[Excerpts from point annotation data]
* Begin *
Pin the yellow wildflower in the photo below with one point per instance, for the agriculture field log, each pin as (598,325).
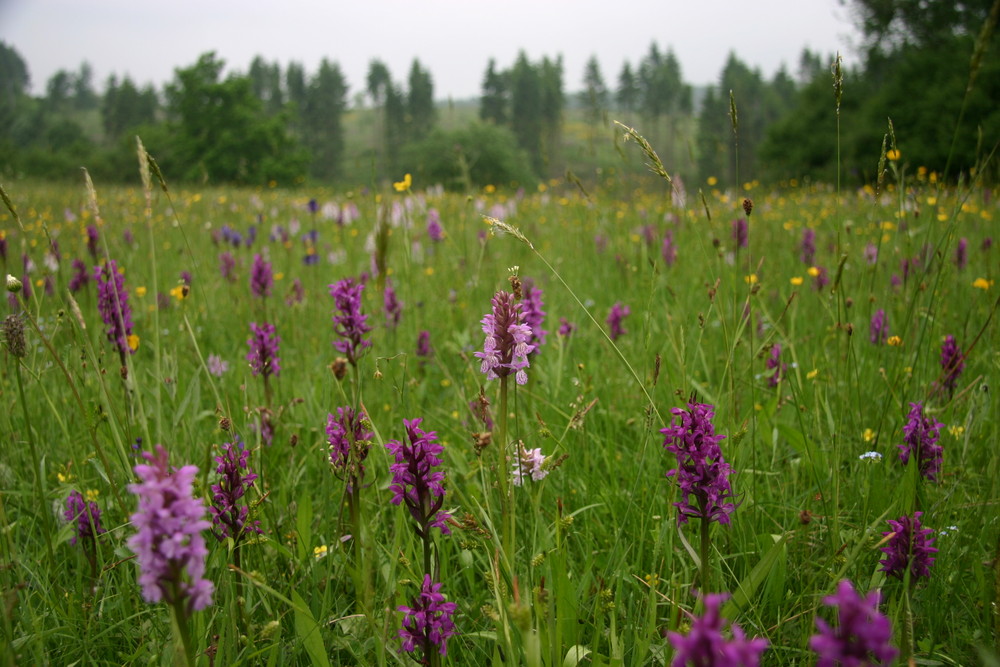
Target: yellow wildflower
(982,283)
(403,185)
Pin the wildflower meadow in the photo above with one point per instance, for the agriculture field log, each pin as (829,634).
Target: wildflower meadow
(638,423)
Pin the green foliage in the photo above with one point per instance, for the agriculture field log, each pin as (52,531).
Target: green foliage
(474,156)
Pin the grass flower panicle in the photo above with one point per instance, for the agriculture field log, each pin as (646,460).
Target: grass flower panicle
(348,322)
(952,363)
(701,471)
(415,482)
(909,548)
(428,623)
(85,515)
(229,515)
(424,348)
(508,337)
(534,315)
(168,544)
(807,248)
(393,308)
(920,438)
(706,645)
(862,634)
* End *
• What to do
Update everything from the line containing "Pin the green" down to the end of the entries, changing "grass flower panicle" to "grass seed head" and keeping the rest unchanged.

• Finished exercise
Pin the green foliage in the photo above with one point per instance, for the agriculture field log, each pin as (52,531).
Target: green foliage
(474,156)
Pin the grass seed head in the photo above with one point per instance, for the agriculture field log, each pin as (646,460).
Target: grass seed head
(348,322)
(952,363)
(701,471)
(415,482)
(909,548)
(428,623)
(85,515)
(229,515)
(424,348)
(508,337)
(534,315)
(168,544)
(807,248)
(393,308)
(920,438)
(706,645)
(862,634)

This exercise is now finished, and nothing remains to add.